The exercise:
Set down each record exactly as written.

Dataset:
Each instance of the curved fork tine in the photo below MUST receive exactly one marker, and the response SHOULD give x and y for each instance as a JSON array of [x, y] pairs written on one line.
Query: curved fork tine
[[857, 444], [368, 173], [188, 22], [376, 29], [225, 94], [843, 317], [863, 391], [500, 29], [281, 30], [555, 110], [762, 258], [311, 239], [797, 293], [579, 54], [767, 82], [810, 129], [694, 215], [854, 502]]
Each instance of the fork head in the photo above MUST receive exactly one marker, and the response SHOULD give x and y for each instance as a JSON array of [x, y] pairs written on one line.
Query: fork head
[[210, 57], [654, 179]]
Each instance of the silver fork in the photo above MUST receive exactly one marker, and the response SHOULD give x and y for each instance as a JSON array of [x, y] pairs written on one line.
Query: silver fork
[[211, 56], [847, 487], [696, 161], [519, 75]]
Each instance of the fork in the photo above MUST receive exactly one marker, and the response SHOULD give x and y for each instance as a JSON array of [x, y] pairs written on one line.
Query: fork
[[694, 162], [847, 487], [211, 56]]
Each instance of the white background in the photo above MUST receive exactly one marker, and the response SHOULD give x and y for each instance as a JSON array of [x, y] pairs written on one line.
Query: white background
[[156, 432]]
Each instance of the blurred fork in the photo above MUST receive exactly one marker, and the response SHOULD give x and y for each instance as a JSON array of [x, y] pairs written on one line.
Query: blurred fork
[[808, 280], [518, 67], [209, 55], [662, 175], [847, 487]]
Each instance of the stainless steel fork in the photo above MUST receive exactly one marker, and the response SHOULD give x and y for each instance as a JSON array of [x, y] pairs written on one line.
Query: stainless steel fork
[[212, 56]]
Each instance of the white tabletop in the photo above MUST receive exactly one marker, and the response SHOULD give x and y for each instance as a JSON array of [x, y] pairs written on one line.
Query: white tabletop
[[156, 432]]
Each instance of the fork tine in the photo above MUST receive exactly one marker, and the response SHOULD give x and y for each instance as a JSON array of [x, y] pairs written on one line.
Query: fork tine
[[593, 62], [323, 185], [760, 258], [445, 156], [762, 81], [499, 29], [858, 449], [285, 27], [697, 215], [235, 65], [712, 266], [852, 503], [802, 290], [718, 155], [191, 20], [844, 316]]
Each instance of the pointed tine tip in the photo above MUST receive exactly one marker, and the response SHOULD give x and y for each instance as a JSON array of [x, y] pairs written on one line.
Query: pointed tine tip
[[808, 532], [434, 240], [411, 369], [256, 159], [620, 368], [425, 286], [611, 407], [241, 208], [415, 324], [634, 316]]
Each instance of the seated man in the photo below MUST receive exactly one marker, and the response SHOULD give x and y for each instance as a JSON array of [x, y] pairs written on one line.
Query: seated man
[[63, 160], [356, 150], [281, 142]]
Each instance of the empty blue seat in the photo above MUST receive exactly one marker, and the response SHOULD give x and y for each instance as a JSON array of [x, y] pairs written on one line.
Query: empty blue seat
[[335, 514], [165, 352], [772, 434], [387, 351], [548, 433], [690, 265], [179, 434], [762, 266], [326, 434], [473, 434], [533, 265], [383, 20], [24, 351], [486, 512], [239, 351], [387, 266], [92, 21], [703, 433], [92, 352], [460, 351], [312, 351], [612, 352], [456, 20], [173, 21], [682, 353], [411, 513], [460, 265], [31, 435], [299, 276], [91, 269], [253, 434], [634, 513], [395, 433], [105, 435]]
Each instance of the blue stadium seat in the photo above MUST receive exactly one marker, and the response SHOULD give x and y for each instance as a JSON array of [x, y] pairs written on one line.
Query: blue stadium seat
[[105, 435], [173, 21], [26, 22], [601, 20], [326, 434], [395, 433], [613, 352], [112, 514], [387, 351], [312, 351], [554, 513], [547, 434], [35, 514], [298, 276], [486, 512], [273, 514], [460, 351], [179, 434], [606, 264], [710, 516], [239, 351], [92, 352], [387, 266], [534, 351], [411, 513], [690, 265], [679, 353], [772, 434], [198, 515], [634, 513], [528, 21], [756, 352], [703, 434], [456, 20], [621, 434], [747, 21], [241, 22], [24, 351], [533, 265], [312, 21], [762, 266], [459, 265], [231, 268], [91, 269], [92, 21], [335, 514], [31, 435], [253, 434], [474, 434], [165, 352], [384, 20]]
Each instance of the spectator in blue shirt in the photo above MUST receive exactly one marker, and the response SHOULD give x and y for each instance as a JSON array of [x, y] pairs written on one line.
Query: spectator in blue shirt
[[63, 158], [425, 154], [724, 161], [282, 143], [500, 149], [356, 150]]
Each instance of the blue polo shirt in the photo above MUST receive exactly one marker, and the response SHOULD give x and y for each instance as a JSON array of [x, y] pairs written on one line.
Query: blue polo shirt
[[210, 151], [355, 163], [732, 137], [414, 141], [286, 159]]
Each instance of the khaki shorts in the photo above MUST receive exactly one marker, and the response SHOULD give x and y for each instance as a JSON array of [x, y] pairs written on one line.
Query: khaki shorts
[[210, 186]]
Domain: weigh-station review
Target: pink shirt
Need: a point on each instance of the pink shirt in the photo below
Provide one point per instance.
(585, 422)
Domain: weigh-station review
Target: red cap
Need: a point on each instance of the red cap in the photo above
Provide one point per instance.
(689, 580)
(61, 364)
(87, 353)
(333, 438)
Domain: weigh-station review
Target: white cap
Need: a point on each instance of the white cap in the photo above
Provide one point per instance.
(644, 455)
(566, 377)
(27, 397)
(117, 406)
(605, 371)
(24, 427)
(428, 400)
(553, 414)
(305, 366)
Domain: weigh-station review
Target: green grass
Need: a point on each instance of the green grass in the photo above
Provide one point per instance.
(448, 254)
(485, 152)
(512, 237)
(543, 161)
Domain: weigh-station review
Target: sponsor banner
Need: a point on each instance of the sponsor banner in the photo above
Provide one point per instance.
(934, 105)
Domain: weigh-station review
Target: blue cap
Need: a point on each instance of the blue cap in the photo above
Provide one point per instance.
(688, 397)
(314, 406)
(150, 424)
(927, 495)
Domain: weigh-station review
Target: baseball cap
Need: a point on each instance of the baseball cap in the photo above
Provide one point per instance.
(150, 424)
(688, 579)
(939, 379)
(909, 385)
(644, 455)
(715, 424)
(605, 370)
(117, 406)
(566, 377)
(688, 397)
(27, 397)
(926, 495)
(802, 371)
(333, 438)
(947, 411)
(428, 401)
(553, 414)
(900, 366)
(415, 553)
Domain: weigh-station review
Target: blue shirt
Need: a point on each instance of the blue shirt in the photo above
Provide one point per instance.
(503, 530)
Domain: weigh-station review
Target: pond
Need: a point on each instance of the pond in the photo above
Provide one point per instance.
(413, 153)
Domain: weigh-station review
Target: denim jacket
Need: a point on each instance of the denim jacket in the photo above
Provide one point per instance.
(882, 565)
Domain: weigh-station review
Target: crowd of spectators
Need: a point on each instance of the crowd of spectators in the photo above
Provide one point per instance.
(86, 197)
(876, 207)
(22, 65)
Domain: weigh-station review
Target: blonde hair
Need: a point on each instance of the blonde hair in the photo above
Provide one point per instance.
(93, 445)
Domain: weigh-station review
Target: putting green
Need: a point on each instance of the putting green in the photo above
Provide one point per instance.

Answer to the task:
Each instance of the curved fork tine in the photo below MUST receive exactly one marker, and the response SHOULD give x and y for each instance as a JSON array of [x, y] pairs written on one line.
Query: curved fork tine
[[857, 444], [368, 173], [188, 22], [376, 29], [225, 94], [843, 317], [863, 391], [500, 29], [281, 30], [555, 110], [762, 258], [311, 239], [797, 293], [579, 54], [767, 82], [810, 129], [694, 215], [854, 502]]
Each instance of the fork head in the photo above MUST receive exactly one marker, and the response SHOULD give x and y for each instance as a JSON array of [x, y] pairs written on one line.
Query: fork head
[[210, 57], [654, 179]]
Each instance of the silver fork in the photo above MUST receive exactly one marker, and the response SHOULD give x and y for each instance as a JSON array of [x, y] pairs written on one line.
Query: silver fork
[[211, 56], [847, 487], [696, 161], [519, 75]]
Each instance of the fork in the photo above MUST receive exactly one marker, and the response SHOULD give x and y for each instance as a JSON array of [x, y] pairs written on one line.
Query: fork
[[694, 162], [847, 487], [211, 56]]
Each instance of the white background in the photo above MUST receive exactly one marker, and the response SHOULD give x and y for each instance as a JSON array of [x, y] pairs written on one line.
Query: white background
[[156, 432]]
Each instance of the blurred fork in the photo above MUST receive exactly one marker, and the response SHOULD give x and y for each instance as a JSON array of [x, y] pairs written on one line.
Query: blurred fork
[[808, 280], [518, 67], [209, 55], [662, 175], [847, 487]]
Each instance of the stainless steel fork in the photo above MUST receive exactly one marker, and the response SHOULD give x and y for each instance as a JSON array of [x, y] pairs written on one line.
Query: stainless steel fork
[[212, 56]]
Each instance of the white tabletop in the photo above MUST receive exactly one marker, and the response SHOULD give x and y for each instance as a JSON array of [x, y] pairs written on one line.
Query: white tabletop
[[156, 432]]
Each instance of the fork tine in the photo above MUST receive exactly one marker, and the response SHOULD give x and y for each instance as a JSON array of [x, y] pairs written on one line.
Query: fork tine
[[593, 62], [323, 185], [760, 258], [445, 156], [762, 81], [499, 29], [858, 449], [285, 27], [697, 215], [235, 65], [712, 266], [852, 503], [802, 290], [718, 155], [191, 20], [844, 316]]
Each instance of the pointed tine tip in the photo above MUST receive exactly one marker, and the response SHOULD give x and y for each instance as a JSON array of [x, y] pairs written on one line.
Query: pointed tine tip
[[808, 532], [434, 240], [411, 369], [256, 159], [620, 368], [425, 286], [611, 407], [241, 208], [415, 324], [634, 316]]
Each instance of the seated man in the photo below MUST receive exactly one marker, and the response SHOULD give x and y for each instance as a JSON array of [x, y] pairs written on one line.
Query: seated man
[[63, 160], [356, 150], [281, 142]]
Each instance of the empty blue seat in the photo above MUST receive exactly one marker, and the response SHOULD give x and y for each instance as a JSON array of [x, y] pairs written on one line.
Query: empty blue seat
[[335, 514], [165, 352], [772, 434], [387, 351], [548, 433], [690, 265], [179, 434], [762, 266], [326, 434], [473, 434], [533, 265], [383, 20], [24, 351], [486, 512], [239, 351], [387, 266], [92, 21], [703, 433], [92, 352], [460, 351], [312, 351], [612, 352], [456, 20], [173, 21], [682, 353], [411, 513], [460, 265], [31, 435], [299, 276], [91, 269], [253, 434], [634, 513], [395, 433], [105, 435]]
Each instance of the blue stadium seat in the photo above MUST receive exactly one marker, and the response SHOULD give x and y for each instance as a JSON array of [x, y] pairs written on one line.
Query: blue stadium seat
[[105, 435], [173, 21], [26, 22], [601, 20], [326, 434], [395, 433], [613, 352], [112, 514], [387, 351], [312, 351], [554, 513], [547, 434], [35, 514], [298, 276], [486, 512], [273, 514], [460, 351], [179, 434], [606, 264], [710, 516], [239, 351], [92, 352], [387, 266], [534, 351], [411, 513], [690, 265], [679, 353], [772, 434], [198, 515], [634, 513], [528, 21], [756, 352], [703, 434], [456, 20], [621, 434], [747, 21], [241, 22], [24, 351], [533, 265], [312, 21], [762, 266], [459, 265], [231, 268], [91, 269], [92, 21], [335, 514], [31, 435], [253, 434], [474, 434], [165, 352], [384, 20]]
Each instance of the spectator in blue shirt in the photo above MUST receive exactly one marker, and the response SHOULD give x and y for each instance as a JSON array of [x, y] pairs written on one line.
Query: spectator in blue shirt
[[63, 158], [425, 154], [724, 161], [282, 143], [500, 149], [356, 150]]
Each instance of the blue polo shirt in the photo above MUST receive exactly one marker, and the response SHOULD give x and y for each instance as a JSON array of [x, y] pairs written on one line.
Query: blue polo shirt
[[210, 151], [355, 163], [732, 137], [414, 141], [286, 159]]
Each instance of the khaki shorts in the photo above MUST receive exactly one marker, and the response SHOULD give x and y for each instance as a JSON array of [x, y] pairs written on one line.
Query: khaki shorts
[[210, 186]]
Domain: weigh-station review
Target: pink shirt
Need: a point on each instance of the pink shirt in the photo below
Provide one point per instance.
(585, 422)
Domain: weigh-station review
Target: red cap
Need: a point on each instance of the red cap in the photo above
Provide one point per instance.
(689, 580)
(61, 364)
(87, 353)
(333, 438)
Domain: weigh-station review
Target: white cap
Need: a point on each instance of the white cap in the photo above
Provide one point per instance.
(644, 455)
(566, 377)
(27, 397)
(117, 406)
(605, 371)
(24, 427)
(428, 400)
(553, 414)
(305, 366)
Domain: weigh-station review
Target: green grass
Need: a point on each instance of the green grass in the photo above
Provide one point per instance.
(448, 254)
(485, 152)
(512, 237)
(543, 161)
Domain: weigh-station review
Target: sponsor banner
Need: a point on each instance of the sponsor banner in the photo above
Provide one point per instance.
(934, 105)
Domain: weigh-station review
Target: blue cap
Need: a point on each instance of the blue cap in the photo above
Provide one point per instance.
(688, 397)
(314, 406)
(150, 424)
(927, 495)
Domain: weigh-station review
Target: baseball cap
Need: a point on each instance of the baseball cap in the photo above
Provide one point per instance.
(150, 424)
(688, 579)
(939, 379)
(909, 385)
(644, 455)
(715, 424)
(605, 370)
(117, 406)
(566, 377)
(688, 397)
(27, 397)
(926, 495)
(802, 371)
(333, 438)
(947, 411)
(428, 401)
(553, 414)
(900, 366)
(415, 553)
Domain: weigh-station review
Target: blue shirt
Need: a point on each instance of the blue shirt in the photo above
Provide one point per instance.
(503, 530)
Domain: weigh-station review
Target: pond
Need: a point on each instance of the pond in the photo above
Provide one point per instance.
(413, 153)
Domain: weigh-station review
Target: denim jacket
Need: a point on each instance of the denim jacket in the photo above
Provide one point per instance.
(882, 565)
Domain: weigh-station review
Target: crowd of spectators
Need: a point on each instance of the crowd of spectators in the photo above
Provide one point per instance.
(86, 197)
(876, 207)
(22, 65)
Domain: weigh-station review
Target: blonde hair
Need: a point on each instance of the blonde hair in the photo above
Provide one point per instance.
(93, 445)
Domain: weigh-station review
Target: putting green
Need: a point on each instance of the putting green in the photo above
Provide one point per instance.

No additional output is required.